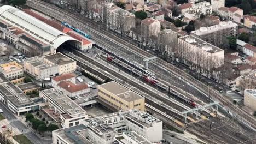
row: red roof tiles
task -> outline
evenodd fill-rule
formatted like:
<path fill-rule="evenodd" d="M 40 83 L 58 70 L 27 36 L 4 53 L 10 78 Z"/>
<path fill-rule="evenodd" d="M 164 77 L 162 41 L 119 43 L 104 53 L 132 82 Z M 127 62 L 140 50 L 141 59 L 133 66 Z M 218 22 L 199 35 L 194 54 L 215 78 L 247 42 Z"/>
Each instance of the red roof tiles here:
<path fill-rule="evenodd" d="M 71 93 L 78 92 L 89 88 L 88 86 L 85 83 L 76 85 L 70 81 L 66 81 L 60 82 L 57 85 Z"/>
<path fill-rule="evenodd" d="M 47 19 L 46 19 L 45 17 L 44 17 L 37 14 L 37 13 L 33 12 L 32 11 L 31 11 L 31 9 L 24 9 L 23 11 L 25 13 L 29 14 L 30 15 L 31 15 L 31 16 L 33 16 L 33 17 L 34 17 L 40 20 L 40 21 L 45 21 L 45 20 L 47 20 Z"/>
<path fill-rule="evenodd" d="M 55 81 L 63 81 L 65 80 L 71 79 L 74 77 L 75 77 L 75 76 L 74 75 L 72 75 L 71 74 L 67 74 L 65 75 L 57 76 L 56 77 L 53 77 L 52 79 Z"/>
<path fill-rule="evenodd" d="M 192 3 L 185 3 L 184 4 L 182 4 L 179 5 L 178 7 L 180 9 L 187 9 L 188 8 L 191 7 L 192 7 Z"/>
<path fill-rule="evenodd" d="M 60 23 L 59 23 L 51 19 L 45 20 L 44 21 L 44 22 L 63 33 L 66 33 L 67 32 L 70 32 L 72 31 L 72 29 L 69 28 L 67 28 L 65 27 L 65 26 L 61 25 Z"/>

## What needs to be done
Show each line of the rows above that contains the string "tiles". Letter case matters.

## Complete output
row: red roof tiles
Each instance of the red roof tiles here:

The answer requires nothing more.